[Exercise directions] Reproduce the records below with "even-odd rule" replaced by "nonzero winding rule" everywhere it appears and all other text unchanged. Leave the pictures out of your output.

━━━━━━━━

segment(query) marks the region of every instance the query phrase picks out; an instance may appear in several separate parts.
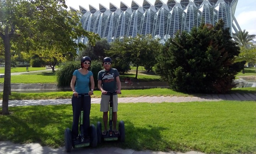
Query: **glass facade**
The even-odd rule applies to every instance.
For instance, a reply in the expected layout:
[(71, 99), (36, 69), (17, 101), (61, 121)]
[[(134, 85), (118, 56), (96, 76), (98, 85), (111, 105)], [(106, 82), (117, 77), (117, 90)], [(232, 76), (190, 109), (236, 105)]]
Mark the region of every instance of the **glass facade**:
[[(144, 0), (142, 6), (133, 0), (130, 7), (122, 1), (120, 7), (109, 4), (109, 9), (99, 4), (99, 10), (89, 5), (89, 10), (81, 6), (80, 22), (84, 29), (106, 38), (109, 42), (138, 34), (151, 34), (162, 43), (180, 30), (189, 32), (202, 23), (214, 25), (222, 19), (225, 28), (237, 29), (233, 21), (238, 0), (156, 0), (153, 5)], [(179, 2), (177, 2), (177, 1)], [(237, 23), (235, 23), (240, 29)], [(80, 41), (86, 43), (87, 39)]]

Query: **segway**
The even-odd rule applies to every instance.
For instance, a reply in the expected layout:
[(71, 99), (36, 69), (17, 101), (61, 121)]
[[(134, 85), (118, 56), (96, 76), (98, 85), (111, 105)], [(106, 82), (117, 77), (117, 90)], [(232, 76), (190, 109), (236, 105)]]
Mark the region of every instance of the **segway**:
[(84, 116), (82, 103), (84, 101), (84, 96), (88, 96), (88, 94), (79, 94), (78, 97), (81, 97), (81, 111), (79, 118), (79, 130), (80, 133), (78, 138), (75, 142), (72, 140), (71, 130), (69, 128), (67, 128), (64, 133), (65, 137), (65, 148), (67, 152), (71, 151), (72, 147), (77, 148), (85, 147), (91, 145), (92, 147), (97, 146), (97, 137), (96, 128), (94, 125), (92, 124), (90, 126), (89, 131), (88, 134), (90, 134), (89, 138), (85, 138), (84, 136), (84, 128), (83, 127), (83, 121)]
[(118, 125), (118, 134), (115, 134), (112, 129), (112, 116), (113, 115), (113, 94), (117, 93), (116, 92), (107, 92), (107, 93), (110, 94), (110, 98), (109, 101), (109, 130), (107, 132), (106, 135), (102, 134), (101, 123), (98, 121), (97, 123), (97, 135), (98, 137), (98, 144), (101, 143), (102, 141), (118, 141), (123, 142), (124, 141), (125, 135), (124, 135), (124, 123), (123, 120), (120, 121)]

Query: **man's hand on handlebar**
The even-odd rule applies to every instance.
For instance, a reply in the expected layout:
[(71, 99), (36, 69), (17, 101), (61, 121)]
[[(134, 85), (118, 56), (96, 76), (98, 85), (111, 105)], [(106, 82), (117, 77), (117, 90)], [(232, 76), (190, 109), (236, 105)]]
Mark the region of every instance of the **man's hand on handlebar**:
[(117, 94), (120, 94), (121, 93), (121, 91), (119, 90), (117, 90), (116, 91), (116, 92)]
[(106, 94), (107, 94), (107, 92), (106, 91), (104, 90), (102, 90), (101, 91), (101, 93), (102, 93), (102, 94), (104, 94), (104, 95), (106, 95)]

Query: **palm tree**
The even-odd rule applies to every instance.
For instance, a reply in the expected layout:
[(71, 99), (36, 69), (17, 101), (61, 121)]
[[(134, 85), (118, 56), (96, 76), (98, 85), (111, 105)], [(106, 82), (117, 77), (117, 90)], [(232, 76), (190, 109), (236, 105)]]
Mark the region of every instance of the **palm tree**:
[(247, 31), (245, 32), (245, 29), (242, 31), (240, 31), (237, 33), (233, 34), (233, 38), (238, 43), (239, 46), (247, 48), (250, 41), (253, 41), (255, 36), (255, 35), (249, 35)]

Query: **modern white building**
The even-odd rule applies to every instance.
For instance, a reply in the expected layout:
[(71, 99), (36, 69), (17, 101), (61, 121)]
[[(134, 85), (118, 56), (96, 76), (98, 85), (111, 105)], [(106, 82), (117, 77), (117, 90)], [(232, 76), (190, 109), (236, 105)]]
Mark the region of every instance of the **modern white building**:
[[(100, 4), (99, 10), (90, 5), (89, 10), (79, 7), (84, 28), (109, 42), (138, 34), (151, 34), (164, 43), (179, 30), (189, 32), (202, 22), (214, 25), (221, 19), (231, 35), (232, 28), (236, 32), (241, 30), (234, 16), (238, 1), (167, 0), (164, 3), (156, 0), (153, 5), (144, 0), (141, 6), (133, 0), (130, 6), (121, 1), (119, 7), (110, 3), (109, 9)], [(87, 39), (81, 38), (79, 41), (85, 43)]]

━━━━━━━━

[Answer in full]
segment(query) marks the region of every instance the query phrase picks out; an instance may appear in several separate parts.
Query: **glass facade**
The nonzero winding rule applies to every instance.
For instance, a reply in the expected layout:
[(71, 99), (36, 69), (17, 101), (61, 121)]
[[(134, 85), (118, 56), (96, 76), (98, 85), (111, 105)], [(106, 82), (117, 77), (117, 90)], [(232, 76), (190, 109), (236, 105)]]
Mark the region of every instance of the **glass facade**:
[[(144, 0), (142, 6), (133, 0), (130, 7), (122, 1), (120, 7), (109, 4), (109, 9), (99, 4), (99, 10), (89, 5), (89, 10), (81, 6), (80, 22), (84, 29), (106, 38), (109, 42), (138, 34), (151, 34), (162, 43), (180, 30), (189, 32), (202, 23), (214, 25), (222, 19), (225, 28), (237, 29), (233, 21), (238, 0), (156, 0), (153, 5)], [(179, 2), (177, 2), (177, 1)], [(237, 23), (235, 23), (240, 29)], [(80, 41), (86, 43), (87, 39)]]

Query: **segway**
The nonzero winding rule applies to every instance.
For instance, a reply in the expected layout:
[(71, 99), (36, 69), (17, 101), (61, 121)]
[[(134, 85), (118, 56), (96, 76), (98, 85), (111, 105)], [(106, 82), (117, 77), (117, 90)], [(232, 76), (190, 109), (236, 105)]]
Mark the region of every instance of the **segway**:
[(84, 116), (82, 103), (84, 101), (84, 96), (88, 96), (88, 94), (79, 94), (78, 97), (81, 97), (81, 111), (79, 118), (79, 130), (80, 133), (78, 138), (75, 142), (72, 140), (71, 130), (69, 128), (67, 128), (64, 133), (65, 137), (65, 148), (67, 152), (71, 151), (72, 147), (77, 148), (85, 147), (91, 145), (92, 147), (97, 146), (97, 137), (96, 128), (94, 125), (92, 124), (90, 126), (89, 131), (88, 134), (90, 134), (89, 138), (85, 138), (84, 136), (84, 128), (83, 127), (83, 121)]
[(118, 125), (118, 134), (115, 134), (112, 129), (112, 116), (113, 115), (113, 94), (117, 93), (116, 92), (107, 92), (107, 93), (110, 94), (110, 98), (109, 101), (109, 130), (107, 132), (106, 135), (102, 134), (101, 123), (98, 121), (97, 123), (97, 135), (98, 137), (98, 144), (101, 143), (102, 141), (118, 141), (123, 142), (124, 141), (125, 135), (124, 135), (124, 123), (123, 120), (120, 121)]

Query: **man's hand on handlebar**
The nonzero winding rule applies to every instance.
For instance, a reply in the expected layout:
[(71, 99), (36, 69), (17, 101), (61, 121)]
[[(134, 85), (118, 56), (96, 76), (98, 85), (111, 105)], [(106, 82), (117, 77), (117, 90)], [(232, 76), (190, 109), (236, 105)]]
Mark the region of every instance of the **man's hand on handlebar**:
[(117, 94), (120, 94), (121, 93), (121, 91), (119, 90), (117, 90), (116, 91), (116, 92)]
[(106, 94), (107, 94), (107, 92), (106, 91), (104, 90), (102, 90), (101, 91), (101, 93), (102, 93), (102, 94), (104, 94), (104, 95), (106, 95)]

Query: **palm tree**
The nonzero winding rule applies to every instance.
For instance, a reply in the expected layout:
[(71, 99), (36, 69), (17, 101), (61, 121)]
[[(134, 85), (118, 56), (96, 76), (98, 85), (111, 105)], [(106, 82), (117, 77), (117, 90)], [(232, 76), (190, 109), (236, 105)]]
Mark the region of every instance of the **palm tree**:
[(247, 31), (245, 32), (245, 29), (242, 31), (240, 31), (237, 33), (233, 34), (233, 38), (238, 43), (239, 46), (247, 48), (250, 41), (253, 41), (255, 36), (255, 35), (249, 35)]

Query: **modern white building**
The nonzero winding rule applies to every instance.
For instance, a reply in the expected layout:
[(71, 99), (36, 69), (17, 101), (61, 121)]
[[(134, 85), (118, 56), (96, 76), (98, 85), (111, 105)], [(106, 82), (117, 77), (117, 90)], [(232, 76), (190, 109), (236, 105)]]
Mark the region of every instance of the **modern white building**:
[[(100, 4), (99, 10), (90, 5), (89, 10), (79, 7), (84, 28), (109, 42), (138, 34), (151, 34), (164, 43), (179, 30), (189, 32), (202, 22), (214, 25), (221, 19), (231, 35), (232, 28), (236, 32), (241, 30), (234, 16), (238, 1), (167, 0), (164, 3), (156, 0), (153, 5), (144, 0), (141, 6), (133, 0), (130, 6), (121, 1), (119, 7), (110, 3), (109, 9)], [(87, 39), (81, 38), (79, 41), (85, 43)]]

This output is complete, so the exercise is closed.